> [What is expected]
Copy the data below word for word, from its first line through the line that contains "positive clicks: (83, 170)", with both ends included.
==== Data excerpts ====
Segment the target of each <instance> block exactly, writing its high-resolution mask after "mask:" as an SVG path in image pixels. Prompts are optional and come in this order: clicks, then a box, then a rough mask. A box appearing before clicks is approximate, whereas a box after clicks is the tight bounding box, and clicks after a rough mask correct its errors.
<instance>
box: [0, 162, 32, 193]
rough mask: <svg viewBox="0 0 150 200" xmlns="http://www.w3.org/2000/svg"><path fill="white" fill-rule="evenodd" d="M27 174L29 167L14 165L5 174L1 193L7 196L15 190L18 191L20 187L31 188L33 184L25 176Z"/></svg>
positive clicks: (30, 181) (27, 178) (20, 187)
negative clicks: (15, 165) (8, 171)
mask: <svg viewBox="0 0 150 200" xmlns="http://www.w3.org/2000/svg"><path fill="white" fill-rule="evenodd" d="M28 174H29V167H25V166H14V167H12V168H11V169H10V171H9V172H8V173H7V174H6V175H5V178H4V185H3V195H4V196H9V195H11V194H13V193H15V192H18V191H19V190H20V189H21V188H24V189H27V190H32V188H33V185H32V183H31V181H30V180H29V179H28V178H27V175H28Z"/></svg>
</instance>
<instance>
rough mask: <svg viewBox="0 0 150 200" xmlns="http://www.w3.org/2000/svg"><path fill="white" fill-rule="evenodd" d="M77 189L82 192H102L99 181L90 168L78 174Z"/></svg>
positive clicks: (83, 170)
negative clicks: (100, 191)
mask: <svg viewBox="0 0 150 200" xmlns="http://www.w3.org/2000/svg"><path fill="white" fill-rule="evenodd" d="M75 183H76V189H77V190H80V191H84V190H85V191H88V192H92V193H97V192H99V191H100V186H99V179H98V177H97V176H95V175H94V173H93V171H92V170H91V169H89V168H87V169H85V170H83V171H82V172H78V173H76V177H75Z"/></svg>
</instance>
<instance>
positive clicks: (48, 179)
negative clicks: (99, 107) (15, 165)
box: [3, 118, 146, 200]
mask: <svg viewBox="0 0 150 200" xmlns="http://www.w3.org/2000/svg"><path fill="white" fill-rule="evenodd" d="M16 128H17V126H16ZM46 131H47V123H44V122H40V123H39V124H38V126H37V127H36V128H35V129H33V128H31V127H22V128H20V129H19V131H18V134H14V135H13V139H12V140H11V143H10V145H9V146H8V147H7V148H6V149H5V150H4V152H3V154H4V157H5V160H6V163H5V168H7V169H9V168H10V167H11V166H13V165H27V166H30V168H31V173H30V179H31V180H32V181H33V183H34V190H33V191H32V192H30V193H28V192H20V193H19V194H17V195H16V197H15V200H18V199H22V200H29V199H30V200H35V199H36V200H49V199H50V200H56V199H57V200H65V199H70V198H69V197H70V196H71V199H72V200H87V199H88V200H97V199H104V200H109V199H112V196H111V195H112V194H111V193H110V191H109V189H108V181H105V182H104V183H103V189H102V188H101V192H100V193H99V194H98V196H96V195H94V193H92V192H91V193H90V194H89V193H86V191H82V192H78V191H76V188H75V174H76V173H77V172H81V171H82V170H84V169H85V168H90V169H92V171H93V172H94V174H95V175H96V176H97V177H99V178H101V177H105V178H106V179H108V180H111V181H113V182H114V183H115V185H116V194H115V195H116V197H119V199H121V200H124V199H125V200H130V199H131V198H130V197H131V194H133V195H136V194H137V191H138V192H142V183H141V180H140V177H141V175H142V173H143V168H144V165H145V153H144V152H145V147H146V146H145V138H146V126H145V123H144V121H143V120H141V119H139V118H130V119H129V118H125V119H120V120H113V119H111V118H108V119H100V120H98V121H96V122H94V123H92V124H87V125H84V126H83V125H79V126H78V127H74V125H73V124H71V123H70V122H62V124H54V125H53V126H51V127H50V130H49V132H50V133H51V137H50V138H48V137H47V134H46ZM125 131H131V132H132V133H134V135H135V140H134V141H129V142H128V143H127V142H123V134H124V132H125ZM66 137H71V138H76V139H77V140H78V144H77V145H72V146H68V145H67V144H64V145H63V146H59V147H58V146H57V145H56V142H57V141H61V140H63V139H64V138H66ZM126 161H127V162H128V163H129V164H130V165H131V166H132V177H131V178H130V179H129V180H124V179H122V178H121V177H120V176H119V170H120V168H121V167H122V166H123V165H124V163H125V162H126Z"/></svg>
====
> [Task answer]
Segment the target of each <instance> block exactly, writing its high-resolution mask after "mask:" as an SVG path in image pixels. Prompts are optional and come in this order: clicks, then a box, then a rough mask. A box appearing before clicks is approximate, whereas a box after clicks is the tight bounding box, and clicks after a rough mask correct its errors.
<instance>
box: [0, 162, 32, 193]
rough mask: <svg viewBox="0 0 150 200" xmlns="http://www.w3.org/2000/svg"><path fill="white" fill-rule="evenodd" d="M27 174L29 167L14 165L5 174L1 193L7 196L15 190L18 191L20 187L31 188L33 184L25 176Z"/></svg>
positive clicks: (30, 181) (27, 178) (20, 187)
negative clicks: (15, 165) (8, 171)
mask: <svg viewBox="0 0 150 200" xmlns="http://www.w3.org/2000/svg"><path fill="white" fill-rule="evenodd" d="M28 174H29V167H25V166H14V167H12V168H11V169H10V171H9V172H8V173H7V174H6V175H5V178H4V185H3V195H4V196H9V195H11V194H13V193H15V192H18V191H19V190H20V189H21V188H24V189H27V190H32V188H33V185H32V183H31V181H30V180H29V179H28V178H27V175H28Z"/></svg>
</instance>
<instance>
rough mask: <svg viewBox="0 0 150 200" xmlns="http://www.w3.org/2000/svg"><path fill="white" fill-rule="evenodd" d="M77 189L82 192H102L99 181L90 168L78 174Z"/></svg>
positive clicks: (83, 170)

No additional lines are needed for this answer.